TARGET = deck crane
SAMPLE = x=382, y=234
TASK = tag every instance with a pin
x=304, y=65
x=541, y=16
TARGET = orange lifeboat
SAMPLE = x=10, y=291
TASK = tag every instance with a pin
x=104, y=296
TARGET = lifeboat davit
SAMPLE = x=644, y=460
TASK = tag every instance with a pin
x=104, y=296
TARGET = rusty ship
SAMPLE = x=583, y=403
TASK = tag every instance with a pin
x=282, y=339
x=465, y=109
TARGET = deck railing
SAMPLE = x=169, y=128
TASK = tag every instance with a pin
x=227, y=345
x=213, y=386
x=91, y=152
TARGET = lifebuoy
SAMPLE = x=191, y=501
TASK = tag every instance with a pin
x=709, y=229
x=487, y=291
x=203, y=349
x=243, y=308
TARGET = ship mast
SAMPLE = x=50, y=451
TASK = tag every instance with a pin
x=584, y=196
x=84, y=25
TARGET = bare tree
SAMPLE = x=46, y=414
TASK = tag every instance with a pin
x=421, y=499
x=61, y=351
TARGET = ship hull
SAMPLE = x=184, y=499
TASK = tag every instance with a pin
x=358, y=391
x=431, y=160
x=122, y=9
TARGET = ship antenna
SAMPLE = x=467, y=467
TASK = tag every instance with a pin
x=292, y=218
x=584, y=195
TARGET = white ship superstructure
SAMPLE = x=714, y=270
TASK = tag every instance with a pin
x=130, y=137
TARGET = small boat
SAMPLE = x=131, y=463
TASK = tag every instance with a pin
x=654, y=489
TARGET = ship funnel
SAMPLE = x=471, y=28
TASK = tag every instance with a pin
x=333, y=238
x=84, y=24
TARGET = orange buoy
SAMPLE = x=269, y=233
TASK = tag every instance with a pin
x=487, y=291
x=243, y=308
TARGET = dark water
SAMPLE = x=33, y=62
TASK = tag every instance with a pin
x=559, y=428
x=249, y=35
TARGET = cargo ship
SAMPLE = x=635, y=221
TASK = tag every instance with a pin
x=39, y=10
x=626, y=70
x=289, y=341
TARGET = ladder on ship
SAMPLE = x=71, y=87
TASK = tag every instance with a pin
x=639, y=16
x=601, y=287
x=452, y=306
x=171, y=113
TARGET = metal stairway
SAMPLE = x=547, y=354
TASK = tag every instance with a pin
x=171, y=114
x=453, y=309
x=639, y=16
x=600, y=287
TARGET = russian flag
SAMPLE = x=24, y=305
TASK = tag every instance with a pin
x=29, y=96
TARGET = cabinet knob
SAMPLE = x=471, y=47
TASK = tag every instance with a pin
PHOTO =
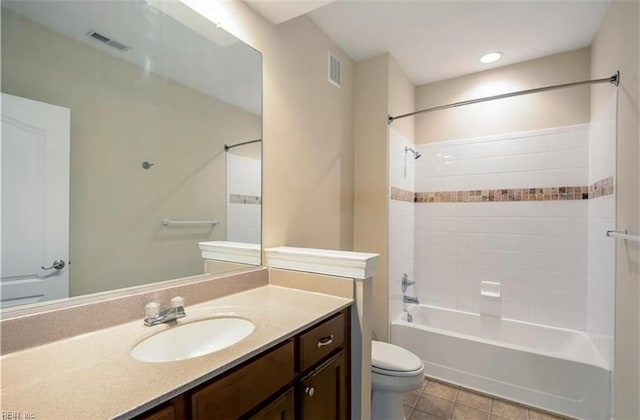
x=325, y=341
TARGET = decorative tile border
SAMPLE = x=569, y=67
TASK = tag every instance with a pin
x=403, y=195
x=244, y=199
x=598, y=189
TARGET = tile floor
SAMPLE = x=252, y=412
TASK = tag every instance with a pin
x=437, y=400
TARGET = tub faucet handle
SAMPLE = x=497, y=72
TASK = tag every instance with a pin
x=406, y=282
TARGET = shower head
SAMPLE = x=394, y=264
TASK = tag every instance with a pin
x=416, y=155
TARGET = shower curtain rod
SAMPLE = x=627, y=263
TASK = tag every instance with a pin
x=614, y=80
x=227, y=147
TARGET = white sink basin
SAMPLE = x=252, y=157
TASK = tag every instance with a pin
x=192, y=340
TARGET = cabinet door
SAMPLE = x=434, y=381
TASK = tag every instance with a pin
x=324, y=394
x=233, y=395
x=281, y=409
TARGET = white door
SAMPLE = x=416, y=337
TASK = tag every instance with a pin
x=34, y=228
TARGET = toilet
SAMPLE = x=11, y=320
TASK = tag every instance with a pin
x=394, y=371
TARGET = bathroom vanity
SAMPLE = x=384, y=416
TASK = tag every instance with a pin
x=296, y=361
x=305, y=377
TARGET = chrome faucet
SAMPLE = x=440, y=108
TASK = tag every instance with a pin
x=406, y=282
x=153, y=315
x=409, y=316
x=410, y=299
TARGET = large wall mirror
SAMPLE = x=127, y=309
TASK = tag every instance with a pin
x=131, y=141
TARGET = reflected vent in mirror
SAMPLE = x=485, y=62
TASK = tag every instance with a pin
x=335, y=70
x=107, y=41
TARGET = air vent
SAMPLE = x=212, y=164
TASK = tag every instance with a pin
x=335, y=70
x=107, y=41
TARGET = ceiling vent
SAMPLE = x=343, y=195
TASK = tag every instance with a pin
x=335, y=70
x=107, y=41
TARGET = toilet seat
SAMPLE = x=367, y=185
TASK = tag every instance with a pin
x=390, y=360
x=395, y=372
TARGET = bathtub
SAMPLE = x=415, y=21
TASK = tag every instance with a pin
x=551, y=368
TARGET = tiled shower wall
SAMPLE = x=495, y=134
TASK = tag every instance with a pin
x=511, y=209
x=601, y=250
x=401, y=219
x=244, y=186
x=536, y=250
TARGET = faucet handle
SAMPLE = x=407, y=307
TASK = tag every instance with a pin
x=151, y=310
x=177, y=302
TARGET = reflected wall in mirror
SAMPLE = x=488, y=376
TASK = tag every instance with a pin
x=115, y=117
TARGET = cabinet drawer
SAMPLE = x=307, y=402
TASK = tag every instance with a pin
x=246, y=387
x=281, y=409
x=321, y=341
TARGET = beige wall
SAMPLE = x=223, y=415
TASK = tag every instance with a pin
x=530, y=112
x=616, y=48
x=402, y=99
x=308, y=131
x=371, y=183
x=118, y=120
x=382, y=88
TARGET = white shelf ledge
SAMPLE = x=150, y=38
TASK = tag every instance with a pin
x=238, y=252
x=356, y=265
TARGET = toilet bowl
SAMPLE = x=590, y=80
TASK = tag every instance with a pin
x=394, y=371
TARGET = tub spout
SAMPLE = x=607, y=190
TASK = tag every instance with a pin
x=410, y=299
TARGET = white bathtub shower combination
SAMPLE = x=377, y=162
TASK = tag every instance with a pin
x=552, y=368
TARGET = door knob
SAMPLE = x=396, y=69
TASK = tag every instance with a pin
x=57, y=265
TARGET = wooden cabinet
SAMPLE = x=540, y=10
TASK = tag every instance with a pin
x=281, y=409
x=306, y=377
x=324, y=393
x=238, y=391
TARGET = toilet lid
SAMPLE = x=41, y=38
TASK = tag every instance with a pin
x=387, y=357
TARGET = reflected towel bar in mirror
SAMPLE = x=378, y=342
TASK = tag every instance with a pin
x=623, y=234
x=170, y=222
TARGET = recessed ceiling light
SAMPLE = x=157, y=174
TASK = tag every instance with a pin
x=491, y=57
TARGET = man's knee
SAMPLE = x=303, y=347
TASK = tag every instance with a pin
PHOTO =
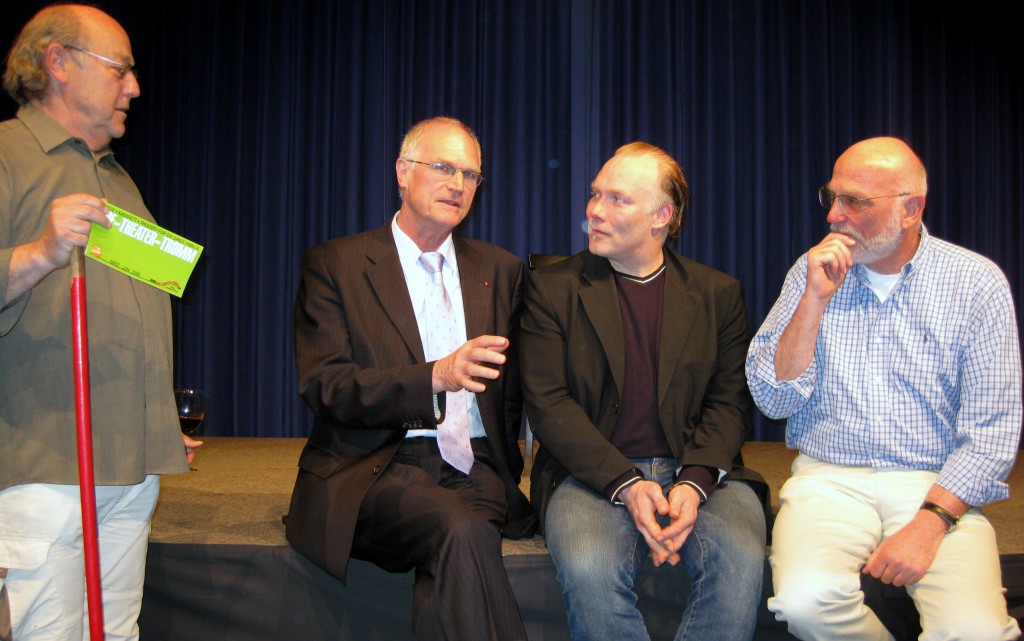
x=808, y=600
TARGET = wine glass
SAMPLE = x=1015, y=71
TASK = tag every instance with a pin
x=192, y=409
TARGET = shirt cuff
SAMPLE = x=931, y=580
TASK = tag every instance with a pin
x=624, y=480
x=699, y=478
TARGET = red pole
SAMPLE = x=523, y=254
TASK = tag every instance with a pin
x=83, y=413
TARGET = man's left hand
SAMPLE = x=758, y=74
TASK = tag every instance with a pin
x=903, y=558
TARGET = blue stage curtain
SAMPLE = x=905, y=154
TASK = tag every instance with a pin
x=267, y=126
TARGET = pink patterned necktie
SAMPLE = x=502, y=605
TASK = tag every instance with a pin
x=441, y=340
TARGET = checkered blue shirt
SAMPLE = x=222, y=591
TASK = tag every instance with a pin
x=930, y=379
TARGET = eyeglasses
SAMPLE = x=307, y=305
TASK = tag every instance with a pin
x=826, y=197
x=470, y=176
x=121, y=69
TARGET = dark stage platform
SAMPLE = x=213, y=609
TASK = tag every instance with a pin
x=219, y=567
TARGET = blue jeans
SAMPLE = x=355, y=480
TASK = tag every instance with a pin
x=598, y=553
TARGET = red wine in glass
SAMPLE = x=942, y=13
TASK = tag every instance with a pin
x=192, y=409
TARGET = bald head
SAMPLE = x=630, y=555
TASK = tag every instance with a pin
x=26, y=78
x=885, y=161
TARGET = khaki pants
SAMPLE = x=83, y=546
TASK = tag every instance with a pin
x=4, y=608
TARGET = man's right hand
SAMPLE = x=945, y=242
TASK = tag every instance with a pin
x=69, y=225
x=460, y=369
x=827, y=264
x=645, y=501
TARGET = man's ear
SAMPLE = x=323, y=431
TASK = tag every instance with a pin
x=663, y=217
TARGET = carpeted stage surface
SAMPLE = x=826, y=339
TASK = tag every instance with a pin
x=219, y=566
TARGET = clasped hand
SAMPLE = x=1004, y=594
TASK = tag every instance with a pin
x=470, y=361
x=646, y=502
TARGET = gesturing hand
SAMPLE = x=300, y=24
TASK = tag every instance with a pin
x=460, y=369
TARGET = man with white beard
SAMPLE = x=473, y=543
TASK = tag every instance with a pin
x=894, y=356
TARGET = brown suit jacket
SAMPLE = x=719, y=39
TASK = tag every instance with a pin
x=573, y=365
x=361, y=371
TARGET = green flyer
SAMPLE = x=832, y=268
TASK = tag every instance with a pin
x=143, y=251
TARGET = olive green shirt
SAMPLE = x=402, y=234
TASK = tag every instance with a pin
x=134, y=422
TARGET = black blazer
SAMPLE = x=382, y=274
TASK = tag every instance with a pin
x=573, y=364
x=361, y=371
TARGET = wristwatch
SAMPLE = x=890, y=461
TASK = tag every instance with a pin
x=950, y=518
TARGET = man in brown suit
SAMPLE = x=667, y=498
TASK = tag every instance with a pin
x=372, y=482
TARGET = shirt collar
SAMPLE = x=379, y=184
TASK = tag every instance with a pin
x=409, y=252
x=50, y=134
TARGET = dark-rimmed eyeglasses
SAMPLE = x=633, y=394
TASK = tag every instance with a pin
x=470, y=176
x=121, y=69
x=852, y=203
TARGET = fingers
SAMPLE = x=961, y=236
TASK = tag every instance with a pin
x=69, y=226
x=473, y=359
x=827, y=264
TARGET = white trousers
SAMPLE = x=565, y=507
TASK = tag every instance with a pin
x=830, y=519
x=41, y=548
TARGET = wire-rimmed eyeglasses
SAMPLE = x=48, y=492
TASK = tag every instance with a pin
x=826, y=197
x=470, y=176
x=121, y=69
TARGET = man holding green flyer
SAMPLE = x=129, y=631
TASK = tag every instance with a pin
x=72, y=71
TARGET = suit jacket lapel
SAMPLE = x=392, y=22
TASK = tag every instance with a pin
x=677, y=324
x=600, y=300
x=388, y=282
x=474, y=275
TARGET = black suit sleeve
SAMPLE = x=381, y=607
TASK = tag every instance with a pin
x=346, y=352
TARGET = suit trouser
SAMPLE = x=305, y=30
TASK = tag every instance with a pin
x=832, y=517
x=422, y=513
x=41, y=547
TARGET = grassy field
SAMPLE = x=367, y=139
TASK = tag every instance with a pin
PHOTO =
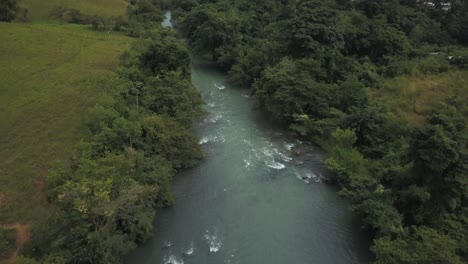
x=412, y=97
x=50, y=74
x=39, y=9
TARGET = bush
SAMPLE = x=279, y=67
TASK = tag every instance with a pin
x=7, y=241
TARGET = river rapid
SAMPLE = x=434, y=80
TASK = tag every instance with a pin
x=259, y=197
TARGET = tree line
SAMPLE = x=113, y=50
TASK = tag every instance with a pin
x=139, y=135
x=314, y=65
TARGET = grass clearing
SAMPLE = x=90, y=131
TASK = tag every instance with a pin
x=50, y=75
x=412, y=97
x=39, y=9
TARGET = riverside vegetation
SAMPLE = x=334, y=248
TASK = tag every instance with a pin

****

WHAT YOU ARE ASKED TO DO => Up to and including the line with "SAMPLE = x=583, y=403", reproduce the material above exactly as it appears, starting from its first line.

PROBLEM SOLUTION =>
TARGET = deck crane
SAMPLE = x=382, y=234
TASK = tag every instance with a pin
x=304, y=65
x=541, y=16
TARGET = orange lifeboat
SAMPLE = x=10, y=291
TASK = tag every instance with a pin
x=104, y=296
TARGET = lifeboat davit
SAMPLE = x=644, y=460
TASK = tag every instance with a pin
x=104, y=296
TARGET = rusty ship
SAMPLE = x=583, y=403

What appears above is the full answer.